> What is required: Transcribe the listing lines word for word, starting at the line containing "Q: Point to every instance of the blurred" and ending at the line containing "Query: blurred person in foreground", both included.

> Excerpted data:
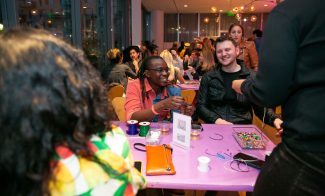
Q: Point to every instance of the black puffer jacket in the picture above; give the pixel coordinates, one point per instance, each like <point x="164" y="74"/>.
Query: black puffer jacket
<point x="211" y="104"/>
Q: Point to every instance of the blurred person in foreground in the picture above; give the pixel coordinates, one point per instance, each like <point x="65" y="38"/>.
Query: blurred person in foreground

* * *

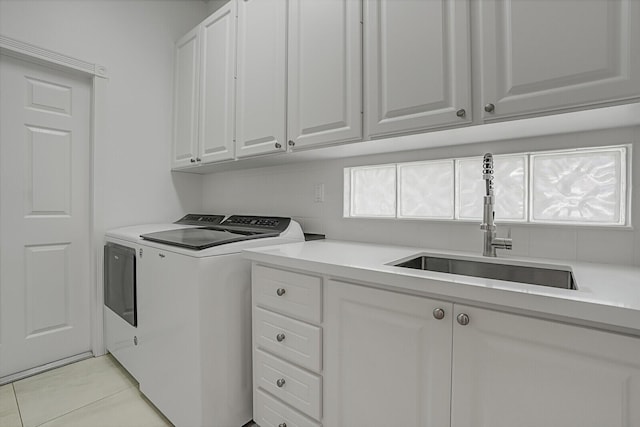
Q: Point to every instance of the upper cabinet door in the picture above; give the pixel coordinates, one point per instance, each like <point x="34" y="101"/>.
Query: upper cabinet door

> Exercise answer:
Q: Point to every instance of the blurred person in foreground in the picture above; give the pixel coordinates, one point per instance, each like <point x="65" y="38"/>.
Query: blurred person in foreground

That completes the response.